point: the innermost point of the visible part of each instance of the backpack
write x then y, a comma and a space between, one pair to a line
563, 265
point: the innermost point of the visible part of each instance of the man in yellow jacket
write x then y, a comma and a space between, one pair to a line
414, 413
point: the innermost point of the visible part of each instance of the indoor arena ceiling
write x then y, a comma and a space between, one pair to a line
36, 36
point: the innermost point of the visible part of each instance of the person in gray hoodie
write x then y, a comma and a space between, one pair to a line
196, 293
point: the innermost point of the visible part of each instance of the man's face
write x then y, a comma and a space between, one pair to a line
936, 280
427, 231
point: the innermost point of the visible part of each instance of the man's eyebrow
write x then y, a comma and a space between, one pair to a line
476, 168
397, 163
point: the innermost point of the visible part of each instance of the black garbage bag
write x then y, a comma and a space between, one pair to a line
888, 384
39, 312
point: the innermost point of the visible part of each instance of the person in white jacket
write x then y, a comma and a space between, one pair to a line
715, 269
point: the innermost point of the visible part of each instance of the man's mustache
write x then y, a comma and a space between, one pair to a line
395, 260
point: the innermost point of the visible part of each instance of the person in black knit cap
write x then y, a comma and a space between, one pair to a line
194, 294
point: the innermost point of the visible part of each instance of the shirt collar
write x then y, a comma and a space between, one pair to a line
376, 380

******

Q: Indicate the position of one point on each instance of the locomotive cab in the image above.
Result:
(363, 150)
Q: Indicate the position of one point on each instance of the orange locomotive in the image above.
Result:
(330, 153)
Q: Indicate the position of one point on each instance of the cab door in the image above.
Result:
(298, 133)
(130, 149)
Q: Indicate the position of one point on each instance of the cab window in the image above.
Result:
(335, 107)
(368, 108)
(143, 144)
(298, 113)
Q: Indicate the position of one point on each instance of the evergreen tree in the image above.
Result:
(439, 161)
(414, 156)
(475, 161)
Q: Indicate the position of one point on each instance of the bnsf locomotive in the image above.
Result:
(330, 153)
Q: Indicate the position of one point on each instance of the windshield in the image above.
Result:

******

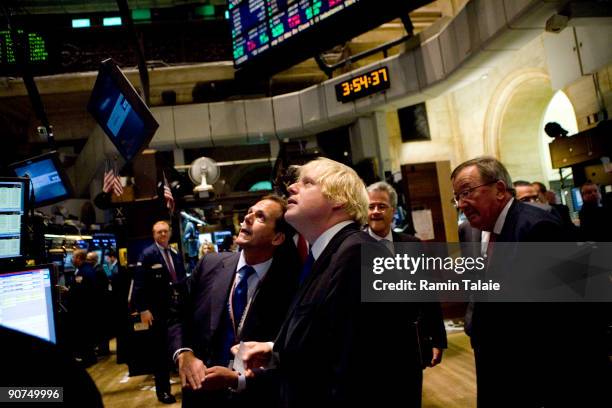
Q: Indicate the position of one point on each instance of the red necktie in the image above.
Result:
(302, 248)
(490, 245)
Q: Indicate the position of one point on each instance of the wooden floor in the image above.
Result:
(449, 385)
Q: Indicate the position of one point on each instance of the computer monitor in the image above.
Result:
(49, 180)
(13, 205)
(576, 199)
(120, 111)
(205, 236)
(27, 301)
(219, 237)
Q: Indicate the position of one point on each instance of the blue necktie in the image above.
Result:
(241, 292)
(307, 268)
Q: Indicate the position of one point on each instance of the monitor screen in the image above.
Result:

******

EXERCISE AIM |
The response must give every line from the material above that holds the string "locomotive".

RESPONSE TO THE EXERCISE |
Q: Indicate the position of one point on each instance of the locomotive cab in the image above.
Q: Indicate the position of one point on each instance of the orange locomotive in the image above.
Q: Indicate the position of one point on each instance of the bnsf locomotive in the image above.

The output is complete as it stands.